Start of Records supplied

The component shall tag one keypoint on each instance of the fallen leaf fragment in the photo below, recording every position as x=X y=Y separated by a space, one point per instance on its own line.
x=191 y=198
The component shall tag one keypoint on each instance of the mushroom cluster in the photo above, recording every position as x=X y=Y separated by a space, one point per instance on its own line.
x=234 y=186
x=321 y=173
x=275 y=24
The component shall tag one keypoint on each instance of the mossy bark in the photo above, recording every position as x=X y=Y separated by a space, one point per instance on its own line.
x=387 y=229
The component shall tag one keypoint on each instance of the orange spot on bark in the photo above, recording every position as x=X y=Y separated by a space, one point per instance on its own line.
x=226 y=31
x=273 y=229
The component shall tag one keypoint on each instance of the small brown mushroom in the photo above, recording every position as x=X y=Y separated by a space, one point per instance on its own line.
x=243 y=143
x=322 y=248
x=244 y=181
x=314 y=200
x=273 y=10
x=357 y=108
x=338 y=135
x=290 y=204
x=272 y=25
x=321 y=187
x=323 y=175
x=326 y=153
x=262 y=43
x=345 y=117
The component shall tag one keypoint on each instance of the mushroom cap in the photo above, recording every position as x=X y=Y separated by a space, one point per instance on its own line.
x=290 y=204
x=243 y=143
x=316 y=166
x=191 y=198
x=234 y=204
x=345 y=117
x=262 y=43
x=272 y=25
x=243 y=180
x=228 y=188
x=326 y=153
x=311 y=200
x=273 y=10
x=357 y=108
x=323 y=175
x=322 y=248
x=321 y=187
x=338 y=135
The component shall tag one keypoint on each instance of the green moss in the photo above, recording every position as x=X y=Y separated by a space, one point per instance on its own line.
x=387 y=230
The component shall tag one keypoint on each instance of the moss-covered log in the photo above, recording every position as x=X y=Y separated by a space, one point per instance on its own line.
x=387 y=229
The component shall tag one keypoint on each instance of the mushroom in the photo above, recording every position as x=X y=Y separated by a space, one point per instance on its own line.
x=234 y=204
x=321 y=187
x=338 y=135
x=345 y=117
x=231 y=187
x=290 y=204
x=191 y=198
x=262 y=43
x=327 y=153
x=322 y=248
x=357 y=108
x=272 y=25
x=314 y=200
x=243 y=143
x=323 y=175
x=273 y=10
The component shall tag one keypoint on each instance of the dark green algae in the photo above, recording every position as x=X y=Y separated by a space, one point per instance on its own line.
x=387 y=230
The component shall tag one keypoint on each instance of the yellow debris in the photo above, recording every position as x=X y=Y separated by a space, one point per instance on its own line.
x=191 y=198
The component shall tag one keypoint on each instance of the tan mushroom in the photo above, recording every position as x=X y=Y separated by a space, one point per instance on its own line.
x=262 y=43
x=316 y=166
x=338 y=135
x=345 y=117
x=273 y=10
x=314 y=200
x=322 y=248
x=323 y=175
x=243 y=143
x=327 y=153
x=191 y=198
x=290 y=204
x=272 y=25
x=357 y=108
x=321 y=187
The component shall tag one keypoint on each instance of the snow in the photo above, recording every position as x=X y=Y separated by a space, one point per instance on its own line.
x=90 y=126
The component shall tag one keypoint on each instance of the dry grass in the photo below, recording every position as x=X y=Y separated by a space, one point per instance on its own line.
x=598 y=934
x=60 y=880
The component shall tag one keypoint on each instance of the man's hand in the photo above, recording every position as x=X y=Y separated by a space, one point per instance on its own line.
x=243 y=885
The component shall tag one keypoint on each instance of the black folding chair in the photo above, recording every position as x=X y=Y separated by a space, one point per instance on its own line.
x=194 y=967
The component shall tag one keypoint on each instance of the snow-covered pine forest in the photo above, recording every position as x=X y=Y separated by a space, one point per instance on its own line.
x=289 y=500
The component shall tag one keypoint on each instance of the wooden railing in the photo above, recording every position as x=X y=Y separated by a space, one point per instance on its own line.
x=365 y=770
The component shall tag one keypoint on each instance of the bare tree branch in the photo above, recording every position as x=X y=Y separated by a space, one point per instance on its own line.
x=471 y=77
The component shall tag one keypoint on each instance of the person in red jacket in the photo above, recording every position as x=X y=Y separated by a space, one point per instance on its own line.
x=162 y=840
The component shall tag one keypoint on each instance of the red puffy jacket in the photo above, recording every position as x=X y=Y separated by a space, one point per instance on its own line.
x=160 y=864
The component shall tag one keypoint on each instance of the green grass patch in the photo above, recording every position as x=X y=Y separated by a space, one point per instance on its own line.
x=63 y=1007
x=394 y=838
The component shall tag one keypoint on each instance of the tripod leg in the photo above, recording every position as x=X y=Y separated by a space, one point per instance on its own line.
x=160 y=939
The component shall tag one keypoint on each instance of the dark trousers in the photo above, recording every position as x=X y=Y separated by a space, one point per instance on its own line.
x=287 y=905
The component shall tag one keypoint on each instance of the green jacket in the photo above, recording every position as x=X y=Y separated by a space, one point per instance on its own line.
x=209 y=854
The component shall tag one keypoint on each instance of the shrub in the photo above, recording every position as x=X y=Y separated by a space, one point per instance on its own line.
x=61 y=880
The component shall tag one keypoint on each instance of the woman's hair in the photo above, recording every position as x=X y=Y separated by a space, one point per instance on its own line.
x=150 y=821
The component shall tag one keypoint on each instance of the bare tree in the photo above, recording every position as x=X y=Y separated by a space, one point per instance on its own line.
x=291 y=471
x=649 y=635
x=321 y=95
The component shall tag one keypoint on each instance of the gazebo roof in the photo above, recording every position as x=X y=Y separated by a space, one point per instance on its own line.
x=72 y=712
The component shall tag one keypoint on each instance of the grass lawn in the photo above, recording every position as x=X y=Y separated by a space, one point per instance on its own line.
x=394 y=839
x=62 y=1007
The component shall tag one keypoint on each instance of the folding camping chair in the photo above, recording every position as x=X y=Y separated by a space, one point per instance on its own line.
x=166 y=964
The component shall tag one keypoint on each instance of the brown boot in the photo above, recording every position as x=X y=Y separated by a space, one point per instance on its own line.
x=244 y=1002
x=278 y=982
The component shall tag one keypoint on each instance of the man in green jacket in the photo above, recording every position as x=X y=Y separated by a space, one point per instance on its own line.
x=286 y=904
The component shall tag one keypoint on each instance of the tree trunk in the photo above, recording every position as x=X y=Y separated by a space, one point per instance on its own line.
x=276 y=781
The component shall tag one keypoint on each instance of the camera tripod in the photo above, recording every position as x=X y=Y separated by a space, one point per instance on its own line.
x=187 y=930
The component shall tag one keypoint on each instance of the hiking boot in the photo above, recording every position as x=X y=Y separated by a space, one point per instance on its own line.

End of Records supplied

*Required task*
Output every entry above word for word, with no changes.

*Answer to this task*
The component shall tag one keypoint on each instance of the fallen leaf fragment in the photo below, recording every position as x=X y=Y separated by a space, one point per instance on its own line.
x=191 y=198
The component shall tag one keypoint on each instance of the mushroom cluster in the photo above, recording every position as x=X y=Y separated by a space, one point per instance on its own line.
x=234 y=186
x=321 y=173
x=275 y=24
The component shall tag one keypoint on each instance of the mossy bark in the photo above, recording every position as x=X y=Y separated by a space, one point per instance on its own line.
x=387 y=229
The component shall tag one keypoint on each instance of the orange spot on bark in the photo above, recording every position as x=X y=Y separated by a space, one point per instance on its own line.
x=226 y=31
x=273 y=229
The component shall tag one keypoint on each instance of the small brown mushroom in the photo above, recording every position as x=X y=Y separated by a space, one point per instance on its own line.
x=243 y=143
x=322 y=248
x=244 y=181
x=314 y=200
x=273 y=10
x=357 y=108
x=338 y=135
x=290 y=204
x=272 y=25
x=321 y=187
x=323 y=175
x=326 y=153
x=262 y=43
x=345 y=117
The component shall tag one keypoint on each instance of the mushroom cap in the photo above, recording every position as x=X y=Y separated by a space, one point per instance on its own line.
x=290 y=204
x=243 y=143
x=316 y=166
x=191 y=198
x=234 y=204
x=345 y=117
x=262 y=43
x=272 y=25
x=243 y=180
x=228 y=188
x=326 y=153
x=311 y=200
x=273 y=10
x=357 y=108
x=323 y=175
x=322 y=248
x=321 y=187
x=338 y=135
The component shall tag one keypoint on each instance of the green moss in the photo above, recording every position as x=X y=Y separated by a space, one point per instance on its own line.
x=387 y=230
The component shall tag one keypoint on each instance of the moss-covered log in the photo above, recording every position as x=X y=Y separated by a space, one point per instance on its own line.
x=387 y=229
The component shall tag one keypoint on each instance of the mushroom in the photo above, recording every position as x=X y=Y separated by a space, one point per instance on its own line.
x=234 y=204
x=321 y=187
x=338 y=135
x=345 y=117
x=231 y=187
x=290 y=204
x=191 y=198
x=262 y=43
x=327 y=153
x=322 y=248
x=357 y=108
x=272 y=25
x=314 y=200
x=243 y=143
x=323 y=175
x=273 y=10
The component shall tag one keypoint on each instance of the dark green algae in the photo above, recording every position as x=X y=Y separated by a space, one point per instance on its own line.
x=387 y=230
The component shall tag one keypoint on each instance of the yellow debris in the photo above, recording every position as x=X y=Y separated by a space, one point per instance on its own line.
x=191 y=198
The component shall tag one keypoint on each instance of the tan mushroom in the photo above, recording every position as x=X y=Y separated by a space, one point per instance on its own line.
x=262 y=43
x=316 y=166
x=338 y=135
x=345 y=117
x=273 y=10
x=314 y=200
x=322 y=248
x=323 y=175
x=243 y=143
x=327 y=153
x=191 y=198
x=290 y=204
x=272 y=25
x=357 y=108
x=321 y=187
The component shall tag one keypoint on each instance of the snow in the photo above, recording every position as x=X y=Y separated by a space, one point per instance on its own line.
x=90 y=126
The component shall tag one keypoint on each instance of the dry grass in the photo below, recording every position as x=X y=Y separated by a space, one point per instance on its own line.
x=598 y=934
x=60 y=880
The component shall tag one keypoint on each instance of the man's hand in the photo above, recording every position as x=X y=Y separated by a space, one point per instance on its own line.
x=243 y=885
The component shall tag one keypoint on each instance of the black folding chair in the photo above, recording every position as x=X y=Y separated by a space, one point per instance on its own line.
x=194 y=967
The component shall tag one keypoint on each instance of the snow-covered pine forest in the photo above, recording every position as x=X y=Y separated by a space, one point per instance on its own line.
x=289 y=500
The component shall tag one keypoint on each instance of the wooden railing in the photo above, recording every position as x=X y=Y separated by a space, one point per instance on its own line.
x=365 y=770
The component shall tag one keypoint on each instance of the bare tree branch in the photo above, recording every position as x=X y=Y separated by a space, one point per instance on its own line.
x=471 y=77
The component shall tag one keypoint on each instance of the person in red jacket in the photo above, recording every position as x=X y=Y separated by a space, one point per instance on its own line.
x=162 y=840
The component shall tag one keypoint on each instance of the red puffy jacket in the photo above, recording every position as x=X y=Y separated by a space, one point per instance on its own line.
x=160 y=864
The component shall tag one keypoint on each instance of the green grass patch in the photo above, recording every position as x=X y=Y separated by a space, one point per instance on its own line.
x=63 y=1007
x=394 y=838
The component shall tag one keypoint on each instance of the tripod leg in the photo above, recording every position as x=X y=Y separated by a space, one point per instance on its own line.
x=160 y=939
The component shall tag one keypoint on each instance of the dark trousers in the photo above, recording every position as x=X y=Y separated by a space, one point per instance on its own line.
x=287 y=905
The component shall tag one keypoint on each instance of the green jacket in the photo above, recording every position as x=X y=Y separated by a space, one point per instance on its own line.
x=209 y=854
The component shall tag one keypoint on each instance of the shrub in the photo above, recording every position as x=X y=Y separated by a space, one point per instance on its own line.
x=61 y=880
The component shall tag one keypoint on each instance of the woman's hair in the photo above, recording every position as x=X y=Y separated by a space, one point per instance on its own line.
x=150 y=821
The component shall tag one keypoint on each instance of the bare tree in the photo above, recording every position as x=X y=Y separated by a space, one point per instance on its own line.
x=291 y=471
x=649 y=635
x=321 y=95
The component shall tag one keypoint on each instance of the gazebo roof in the photo above, recording every position as x=X y=Y separated by a space, one point per instance on its own line.
x=72 y=712
The component shall tag one keypoint on each instance of the grass lawn in the photo above, recording every position as x=X y=Y separated by a space, one point per instance on its own line.
x=394 y=839
x=62 y=1007
The component shall tag one keypoint on each instance of the folding camping chair in the photo above, recording every position as x=X y=Y separated by a space, one point per instance on its own line.
x=166 y=964
The component shall tag one keypoint on each instance of the brown boot in the photo above, recording every position as x=X y=Y separated by a space, one point per instance on its own line.
x=244 y=1002
x=278 y=982
The component shall tag one keypoint on each instance of the man in green jacket in the photo above, recording every position as x=X y=Y separated by a space, one point per instance on its own line.
x=286 y=904
The component shall tag one keypoint on each instance of the tree trunk in the photo above, recording every position as x=X y=Y separated by a space, one point per instance on its own line.
x=276 y=781
The component shall tag one keypoint on each instance of the camera tripod in the photo above, recording every position as x=X y=Y separated by a space, one point per instance on its own line.
x=187 y=930
The component shall tag one keypoint on each instance of the hiking boot in the photo above, recording every position as x=X y=Y separated by a space, one point per instance on its own line.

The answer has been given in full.